Fragmento para leer:
────────────────

La voz de la cineasta puntea el viaje en busca de sus espigadores, pero espigadora ella misma no puede evitar espigar las imágenes, impresiones y emociones para las que no existe legislación, pero que encuentran también su acepción en el diccionario, porque también se dice espigar a propósito de las cosas del espíritu. Y así, la espigadora entra en el filme para enhebrar su presencia con la de los espigadores. Como en esa escena bellísima en que Agnes filma la propia mana arrugada junto con reproducciones de autorretratos de Rembrandt que ha traído de un viaje a Japón.





O aquélla en que la cineasta filma su otra mano en el aquel de atrapar imágenes como los espigadores recogen almendras o membrillos, en el aquel de atrapar las formas que el tiempo ha cosechado para ella, y así vuelve a ser la niña Agnes que atrapaba camiones con la mano pequeñita mientras iba en coche con sus padres. Ese gesto que probablemente germinó en la vocación de fotógrafa y más tarde de cineasta y que en Los espigadores y la espigadora, trascendiendo el género documental, cobra la forma de diario filmado y/o de cine-ensayo en el que también podemos rastrear la huella de otros filmes suyos como Cleo de 5 a 7 (1961), Sin techo ni ley (1985) o Jacquot de Nantes (1991). Y los orígenes del cine en los viñedos que fueron propiedad de Etienne-Jules Marey, donde "el ancestro absoluto de los cineastas", como lo llama Agnes, hizo sus experimentos de cronofotografía, es decir, de la descomposición de la imagen en movimiento, mediante un dispositivo de filmación que bautizó como fusil cronofotográfico. Porque de la huella del tiempo y de su registro fílmico habla también la película.

────────────────

Conjunto de datos:
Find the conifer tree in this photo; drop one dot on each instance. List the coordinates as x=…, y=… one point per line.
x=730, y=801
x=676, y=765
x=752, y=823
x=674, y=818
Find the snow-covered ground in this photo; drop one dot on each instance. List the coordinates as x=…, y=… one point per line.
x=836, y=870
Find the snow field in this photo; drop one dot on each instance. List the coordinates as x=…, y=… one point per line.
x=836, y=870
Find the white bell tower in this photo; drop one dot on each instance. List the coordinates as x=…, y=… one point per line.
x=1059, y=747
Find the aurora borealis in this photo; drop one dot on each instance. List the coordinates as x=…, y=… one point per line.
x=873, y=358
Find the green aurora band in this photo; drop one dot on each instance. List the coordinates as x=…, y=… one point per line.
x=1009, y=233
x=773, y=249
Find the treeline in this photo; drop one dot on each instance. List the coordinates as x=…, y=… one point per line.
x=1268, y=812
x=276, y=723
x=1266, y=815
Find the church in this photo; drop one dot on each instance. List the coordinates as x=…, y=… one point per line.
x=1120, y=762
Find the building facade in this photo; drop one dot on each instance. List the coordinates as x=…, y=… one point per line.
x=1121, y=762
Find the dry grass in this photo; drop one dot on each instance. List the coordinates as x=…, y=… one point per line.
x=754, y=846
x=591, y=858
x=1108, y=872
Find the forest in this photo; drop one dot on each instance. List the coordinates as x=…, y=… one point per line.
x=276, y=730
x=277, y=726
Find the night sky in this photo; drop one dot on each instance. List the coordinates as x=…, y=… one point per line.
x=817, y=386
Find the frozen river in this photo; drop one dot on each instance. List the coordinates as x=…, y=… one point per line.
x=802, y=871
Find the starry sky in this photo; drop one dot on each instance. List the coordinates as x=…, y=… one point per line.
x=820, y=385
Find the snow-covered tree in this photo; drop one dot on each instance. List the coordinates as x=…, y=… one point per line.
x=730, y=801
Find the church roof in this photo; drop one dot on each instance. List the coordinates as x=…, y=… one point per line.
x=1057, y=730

────────────────

Objetivo del ejercicio:
Copia sin cambios el pasaje del fragmento que va desde "La voz de la" hasta "viaje a Japón.". Las líneas son un material aparte, sin relación con el fragmento.

Solución escrita:
La voz de la cineasta puntea el viaje en busca de sus espigadores, pero espigadora ella misma no puede evitar espigar las imágenes, impresiones y emociones para las que no existe legislación, pero que encuentran también su acepción en el diccionario, porque también se dice espigar a propósito de las cosas del espíritu. Y así, la espigadora entra en el filme para enhebrar su presencia con la de los espigadores. Como en esa escena bellísima en que Agnes filma la propia mana arrugada junto con reproducciones de autorretratos de Rembrandt que ha traído de un viaje a Japón.